|Publication number||US6213801 B1|
|Application number||US 09/544,889|
|Publication date||Apr 10, 2001|
|Filing date||Apr 7, 2000|
|Priority date||Apr 7, 2000|
|Publication number||09544889, 544889, US 6213801 B1, US 6213801B1, US-B1-6213801, US6213801 B1, US6213801B1|
|Inventors||David C. Tayloe, Jim Kennedy, Steve Bateman|
|Original Assignee||Kings Electronics Co., Inc.|
|Export Citation||BiBTeX, EndNote, RefMan|
|Patent Citations (17), Referenced by (16), Classifications (12), Legal Events (4)|
|External Links: USPTO, USPTO Assignment, Espacenet|
The present invention relates to electrical connectors, and more particularly to electrical coupling and switching devices for use in high frequency transmission rate applications.
Electrical connectors and switching devices have been used for many years in various industries, such as the broadcast industry. The devices are used in electrical equipment systems to provide a transfer of electrical signal to different components of the particular system. The devices typically employ a mechanical-type action, such as a biasing action, in order to connect or disconnect various components of the system.
For example, a common type of connector and switching device or jack employs spring arms that are normally biased to provide electrical communication between two equipment plugs, such as standard BNC plugs, that are engaged in the device, typically on the same end of the device. The spring arms are individually moveable away from the normally biased position such that the equipment plugs can be terminated separately. In particular, a patch plug is often provided for urging a respective spring arm away from the normally biased position such that the patch plug is in electrical communication with one of the equipment plugs, while the remaining equipment plug is terminated through a resistor via the remaining spring arm.
Typically, these conventional jacks perform satisfactorily for standard television signals or for serial digital signals having a maximum bandwidth of about 750 megahertz. More specifically, the signal loss and discontinuity associated with these conventional jacks are not deleterious for most applications because most applications in the broadcast field for which they were designed do not require a high level of performance. However, with the advent of high definition television and other formats where the operating bandwidth is now beyond 2.4 gigahertz, conventional jacks do not provide effective signal carrying capacity as required for these applications. In particular, conventional jacks have excessive return losses at these high bandwidths. Thus, there is a need for an electrical switching jack that provides low discontinuity while minimizing return loss at bandwidths of about 1.5 GHz and higher. The jack, however, must be durable and capable of withstanding the repetitious cycling of the equipment and patch plugs.

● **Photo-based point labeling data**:
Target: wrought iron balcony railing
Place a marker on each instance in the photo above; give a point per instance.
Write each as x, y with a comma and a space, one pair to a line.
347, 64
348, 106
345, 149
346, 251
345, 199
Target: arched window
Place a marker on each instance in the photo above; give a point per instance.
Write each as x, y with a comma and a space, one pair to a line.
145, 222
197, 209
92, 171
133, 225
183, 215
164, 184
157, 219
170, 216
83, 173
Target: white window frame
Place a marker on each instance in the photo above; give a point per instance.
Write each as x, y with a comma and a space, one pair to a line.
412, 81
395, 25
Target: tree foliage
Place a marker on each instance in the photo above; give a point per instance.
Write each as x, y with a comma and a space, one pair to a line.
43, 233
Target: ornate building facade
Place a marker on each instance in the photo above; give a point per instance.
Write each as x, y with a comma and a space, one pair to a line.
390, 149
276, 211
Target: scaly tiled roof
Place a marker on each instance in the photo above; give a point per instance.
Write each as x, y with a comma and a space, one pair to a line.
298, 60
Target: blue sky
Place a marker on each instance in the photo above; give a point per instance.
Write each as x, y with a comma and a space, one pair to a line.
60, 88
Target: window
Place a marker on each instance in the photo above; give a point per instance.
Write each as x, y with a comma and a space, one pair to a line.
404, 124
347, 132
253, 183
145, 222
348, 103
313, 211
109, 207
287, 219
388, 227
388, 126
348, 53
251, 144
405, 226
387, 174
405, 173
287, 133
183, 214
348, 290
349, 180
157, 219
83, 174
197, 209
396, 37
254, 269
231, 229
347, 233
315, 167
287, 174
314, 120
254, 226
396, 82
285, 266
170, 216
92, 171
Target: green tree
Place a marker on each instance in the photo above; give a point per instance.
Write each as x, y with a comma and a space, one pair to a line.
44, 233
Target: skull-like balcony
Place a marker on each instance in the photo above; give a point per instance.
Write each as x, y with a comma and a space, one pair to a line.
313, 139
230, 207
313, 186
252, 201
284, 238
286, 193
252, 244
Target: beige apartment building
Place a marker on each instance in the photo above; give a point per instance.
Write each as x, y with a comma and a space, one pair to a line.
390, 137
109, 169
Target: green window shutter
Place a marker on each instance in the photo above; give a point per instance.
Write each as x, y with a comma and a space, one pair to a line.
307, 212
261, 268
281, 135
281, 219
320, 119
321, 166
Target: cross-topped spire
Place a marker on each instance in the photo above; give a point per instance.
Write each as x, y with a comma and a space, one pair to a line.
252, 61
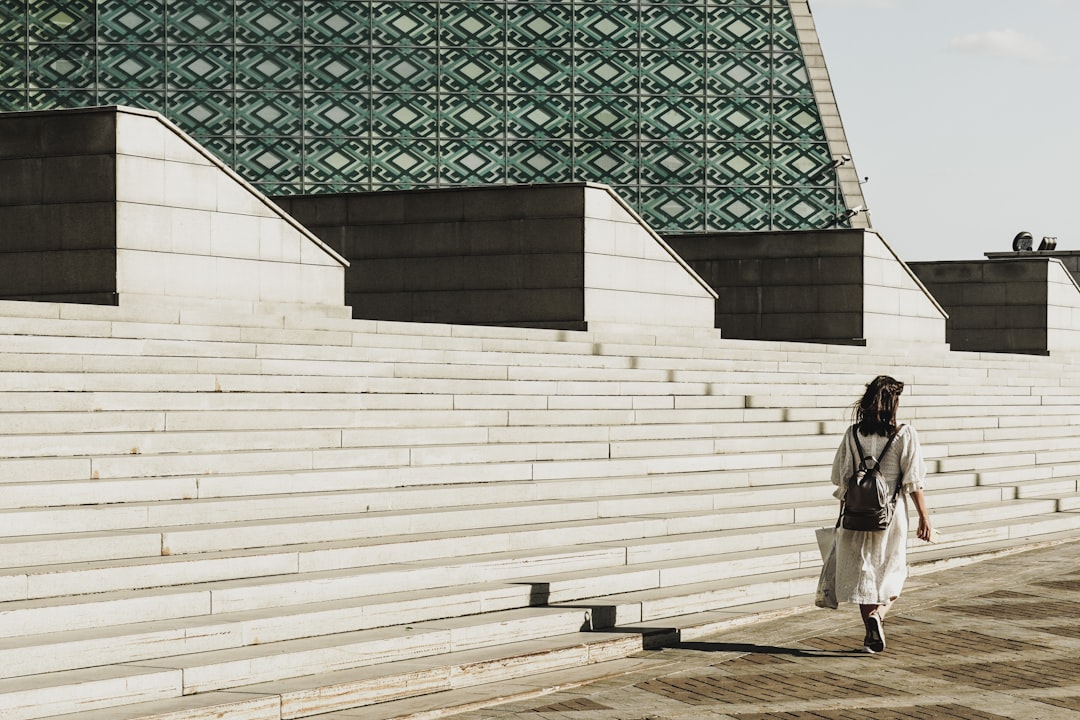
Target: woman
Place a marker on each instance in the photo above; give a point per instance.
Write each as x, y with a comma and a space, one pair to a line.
872, 565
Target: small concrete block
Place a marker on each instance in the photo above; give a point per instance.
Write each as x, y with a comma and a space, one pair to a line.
191, 186
234, 235
139, 135
140, 180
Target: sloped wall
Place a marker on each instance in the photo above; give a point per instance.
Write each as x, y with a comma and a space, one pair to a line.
554, 256
57, 206
1015, 304
839, 286
121, 204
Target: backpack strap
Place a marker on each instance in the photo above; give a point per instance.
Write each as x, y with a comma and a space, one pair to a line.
877, 463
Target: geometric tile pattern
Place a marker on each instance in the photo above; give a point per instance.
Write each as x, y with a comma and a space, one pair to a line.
699, 112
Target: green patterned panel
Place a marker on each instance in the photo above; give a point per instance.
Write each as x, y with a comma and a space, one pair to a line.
542, 161
224, 148
535, 24
136, 98
269, 159
268, 23
797, 208
203, 22
336, 23
61, 21
606, 71
12, 23
339, 161
673, 118
403, 69
472, 162
132, 21
673, 163
540, 70
736, 120
613, 117
741, 28
471, 24
12, 66
800, 164
797, 119
739, 164
404, 114
335, 67
268, 113
405, 162
738, 206
472, 70
666, 27
337, 114
13, 99
132, 66
739, 75
471, 116
402, 24
61, 65
52, 99
531, 116
606, 25
266, 67
200, 67
699, 112
673, 206
203, 112
612, 163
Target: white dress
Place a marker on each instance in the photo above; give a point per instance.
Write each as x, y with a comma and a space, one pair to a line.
872, 566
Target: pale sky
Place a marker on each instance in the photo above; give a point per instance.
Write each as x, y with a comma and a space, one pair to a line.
966, 117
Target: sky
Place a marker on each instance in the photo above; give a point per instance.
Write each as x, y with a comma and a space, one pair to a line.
964, 117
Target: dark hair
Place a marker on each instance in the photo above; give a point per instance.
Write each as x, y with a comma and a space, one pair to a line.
876, 412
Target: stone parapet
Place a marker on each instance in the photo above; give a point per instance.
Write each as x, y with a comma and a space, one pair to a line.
837, 286
569, 256
99, 205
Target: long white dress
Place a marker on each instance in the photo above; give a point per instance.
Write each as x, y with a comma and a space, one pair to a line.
872, 566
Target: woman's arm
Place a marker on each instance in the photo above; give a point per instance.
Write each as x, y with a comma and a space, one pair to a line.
920, 505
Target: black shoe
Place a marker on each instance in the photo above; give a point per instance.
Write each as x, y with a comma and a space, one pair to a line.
875, 635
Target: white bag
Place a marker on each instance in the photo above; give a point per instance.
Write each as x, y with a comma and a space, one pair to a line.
826, 583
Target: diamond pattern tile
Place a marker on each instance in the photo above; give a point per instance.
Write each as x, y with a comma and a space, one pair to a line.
132, 66
404, 114
472, 162
699, 112
268, 23
337, 114
57, 21
131, 21
335, 23
536, 24
12, 66
405, 162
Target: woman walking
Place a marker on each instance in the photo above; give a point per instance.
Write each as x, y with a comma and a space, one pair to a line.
872, 565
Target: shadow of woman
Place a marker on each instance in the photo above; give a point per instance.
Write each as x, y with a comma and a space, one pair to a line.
748, 649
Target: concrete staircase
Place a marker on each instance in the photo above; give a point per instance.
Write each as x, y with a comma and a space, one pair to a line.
278, 516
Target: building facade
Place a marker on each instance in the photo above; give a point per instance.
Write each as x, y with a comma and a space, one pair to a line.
703, 114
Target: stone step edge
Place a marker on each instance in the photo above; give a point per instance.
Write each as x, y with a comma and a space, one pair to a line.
679, 629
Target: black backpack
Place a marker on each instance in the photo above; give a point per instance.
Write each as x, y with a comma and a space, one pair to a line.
869, 500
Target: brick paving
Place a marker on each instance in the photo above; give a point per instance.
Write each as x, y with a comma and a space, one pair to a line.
996, 639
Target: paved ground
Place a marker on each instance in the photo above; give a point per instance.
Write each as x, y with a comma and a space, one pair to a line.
995, 639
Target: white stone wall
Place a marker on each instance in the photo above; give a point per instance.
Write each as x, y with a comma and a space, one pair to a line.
632, 276
895, 303
189, 228
1063, 309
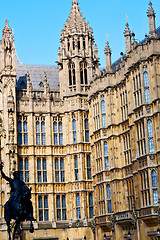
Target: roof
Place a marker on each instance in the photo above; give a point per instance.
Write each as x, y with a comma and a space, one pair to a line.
36, 74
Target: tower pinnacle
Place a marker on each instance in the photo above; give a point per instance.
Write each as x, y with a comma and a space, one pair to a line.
151, 18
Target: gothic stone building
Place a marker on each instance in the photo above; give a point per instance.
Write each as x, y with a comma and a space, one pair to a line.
87, 141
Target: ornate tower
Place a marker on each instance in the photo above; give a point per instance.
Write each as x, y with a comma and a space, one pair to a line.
77, 57
127, 34
151, 19
8, 100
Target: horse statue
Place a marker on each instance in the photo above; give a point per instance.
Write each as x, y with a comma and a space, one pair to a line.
19, 206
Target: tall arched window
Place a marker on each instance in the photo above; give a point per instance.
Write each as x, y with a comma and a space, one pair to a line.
106, 157
83, 73
103, 111
74, 131
150, 136
72, 76
154, 187
86, 130
109, 204
146, 85
90, 205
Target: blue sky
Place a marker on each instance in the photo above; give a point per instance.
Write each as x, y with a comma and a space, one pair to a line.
37, 25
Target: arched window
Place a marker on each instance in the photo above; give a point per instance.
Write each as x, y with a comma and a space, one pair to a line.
83, 73
72, 76
86, 130
74, 131
103, 111
90, 205
154, 179
146, 85
106, 157
89, 176
76, 168
109, 205
150, 136
154, 187
78, 206
43, 208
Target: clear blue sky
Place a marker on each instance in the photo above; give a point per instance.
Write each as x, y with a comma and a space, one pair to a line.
37, 25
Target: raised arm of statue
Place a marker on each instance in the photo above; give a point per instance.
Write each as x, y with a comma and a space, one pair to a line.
3, 174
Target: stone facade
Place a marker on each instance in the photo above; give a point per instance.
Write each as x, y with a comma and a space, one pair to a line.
88, 142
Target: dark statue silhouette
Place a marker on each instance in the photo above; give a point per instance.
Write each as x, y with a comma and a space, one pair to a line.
19, 206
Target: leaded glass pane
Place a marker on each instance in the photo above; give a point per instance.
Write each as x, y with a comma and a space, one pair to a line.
104, 120
147, 95
155, 196
45, 202
20, 138
27, 176
62, 176
38, 164
103, 106
55, 139
58, 214
39, 176
58, 202
45, 176
75, 162
105, 149
44, 164
109, 206
61, 138
151, 145
150, 130
106, 163
154, 179
63, 201
88, 161
108, 192
56, 164
38, 138
46, 215
37, 127
62, 164
40, 202
42, 126
40, 215
64, 216
25, 138
74, 125
74, 137
60, 127
55, 127
26, 164
21, 164
19, 126
146, 82
86, 124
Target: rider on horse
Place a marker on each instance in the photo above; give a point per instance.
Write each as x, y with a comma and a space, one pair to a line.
19, 205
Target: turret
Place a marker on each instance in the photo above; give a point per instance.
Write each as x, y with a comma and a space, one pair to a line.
108, 53
127, 34
77, 58
151, 19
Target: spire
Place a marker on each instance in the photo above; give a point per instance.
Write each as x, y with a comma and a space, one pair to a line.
108, 53
127, 34
151, 19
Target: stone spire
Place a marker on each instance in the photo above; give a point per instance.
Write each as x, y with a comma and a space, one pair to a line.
108, 53
127, 35
151, 20
7, 50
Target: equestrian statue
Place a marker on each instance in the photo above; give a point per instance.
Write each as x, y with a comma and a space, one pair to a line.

● **WRITTEN PROBLEM**: In the connector patent, what maximum bandwidth of serial digital signals do conventional jacks handle satisfactorily? This data is not needed for the task.

● **ANSWER TO THIS TASK**: About 750 megahertz.